» Required tasks
1/ List every name set in single quotation marks in the West Coast Timeshares thread.
2/ Reproduce the West Coast Timeshares thread word for word from "Some time ago, a" to "(Aug 18, 2016)".

» Page
==============================

# West Coast Timeshares



## MuranoJo (Aug 13, 2016)

Some time ago, a few of the major forum names were changed (for the better I might add).  However, why was 'Western Timeshares' changed to 'West Coast Timeshares?'  

Idaho and NV as well as many OR, WA, CA timeshares are not on the West Coast.  Guess you could say the same thing about the 'East Coast Timeshares' name.


----------



## MuranoJo (Aug 18, 2016)

I think you make a great point.  
Thanks for your suggestion.


----------



## MuranoJo (Dec 29, 2016)

Just thought I'd bring this up again, though I never got a response the first time I posted--I know, it's not a biggie in the scheme of things.
But tonight I saw an example of how this can be confusing as 'West Coast Timeshares' is not an appropriate name for 'Western Timeshares.'  Any chance we can get that changed for clarification?


----------



## Passepartout (Dec 29, 2016)

I like 'Western U.S. Resorts' but in the overall scheme of things, this is small potatoes.


----------



## T_R_Oglodyte (Dec 29, 2016)

==============================

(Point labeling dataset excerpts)
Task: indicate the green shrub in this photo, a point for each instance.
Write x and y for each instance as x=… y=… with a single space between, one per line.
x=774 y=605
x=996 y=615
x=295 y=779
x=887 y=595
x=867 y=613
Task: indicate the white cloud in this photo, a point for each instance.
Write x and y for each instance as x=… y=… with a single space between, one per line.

==============================

» Results
1/
- 'Western Timeshares'
- 'West Coast Timeshares'
- 'East Coast Timeshares'
- 'Western U.S. Resorts'

2/
Some time ago, a few of the major forum names were changed (for the better I might add).  However, why was 'Western Timeshares' changed to 'West Coast Timeshares?'  

Idaho and NV as well as many OR, WA, CA timeshares are not on the West Coast.  Guess you could say the same thing about the 'East Coast Timeshares' name.


----------



## MuranoJo (Aug 18, 2016)